Your task ->
Copy nothing but the lines below running from the line containing "Target = smiling mouth" through the line containing "Target = cheek", both end lines included.

(Beginning of Input data)

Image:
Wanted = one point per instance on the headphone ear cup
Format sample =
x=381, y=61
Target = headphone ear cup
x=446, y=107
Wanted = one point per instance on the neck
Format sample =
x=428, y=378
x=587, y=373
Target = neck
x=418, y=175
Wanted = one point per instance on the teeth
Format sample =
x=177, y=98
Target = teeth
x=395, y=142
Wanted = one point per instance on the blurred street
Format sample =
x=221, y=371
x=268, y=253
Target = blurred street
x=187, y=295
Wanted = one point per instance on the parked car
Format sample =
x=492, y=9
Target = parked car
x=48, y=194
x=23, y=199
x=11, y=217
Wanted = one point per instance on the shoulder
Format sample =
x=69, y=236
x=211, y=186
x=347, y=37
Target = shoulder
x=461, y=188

(End of Input data)
(Beginning of Input data)

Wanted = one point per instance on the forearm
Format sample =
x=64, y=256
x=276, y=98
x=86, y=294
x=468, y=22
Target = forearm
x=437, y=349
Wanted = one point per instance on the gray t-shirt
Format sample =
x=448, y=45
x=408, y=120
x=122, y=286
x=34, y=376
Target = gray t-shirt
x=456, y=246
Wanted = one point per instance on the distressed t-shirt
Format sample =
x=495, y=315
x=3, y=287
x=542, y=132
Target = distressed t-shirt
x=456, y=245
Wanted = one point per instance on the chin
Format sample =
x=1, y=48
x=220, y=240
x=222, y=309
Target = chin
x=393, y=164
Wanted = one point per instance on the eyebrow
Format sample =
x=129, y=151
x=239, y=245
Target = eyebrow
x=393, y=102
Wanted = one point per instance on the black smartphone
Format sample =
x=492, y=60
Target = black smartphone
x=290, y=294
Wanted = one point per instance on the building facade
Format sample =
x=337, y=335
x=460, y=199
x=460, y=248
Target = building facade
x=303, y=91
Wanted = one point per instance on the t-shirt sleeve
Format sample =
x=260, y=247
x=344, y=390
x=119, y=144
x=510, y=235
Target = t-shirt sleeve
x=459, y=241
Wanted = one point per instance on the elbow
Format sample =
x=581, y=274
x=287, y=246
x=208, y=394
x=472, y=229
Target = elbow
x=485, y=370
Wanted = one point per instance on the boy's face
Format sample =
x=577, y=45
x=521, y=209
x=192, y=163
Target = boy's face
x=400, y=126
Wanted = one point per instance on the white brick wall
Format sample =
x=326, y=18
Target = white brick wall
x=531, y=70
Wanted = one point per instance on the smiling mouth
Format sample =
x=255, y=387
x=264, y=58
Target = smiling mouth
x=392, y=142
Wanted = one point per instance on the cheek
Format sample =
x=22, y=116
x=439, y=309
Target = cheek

(End of Input data)

Written solution ->
Target = smiling mouth
x=392, y=142
Wanted = one point per instance on the cheek
Format sample =
x=22, y=116
x=439, y=309
Target = cheek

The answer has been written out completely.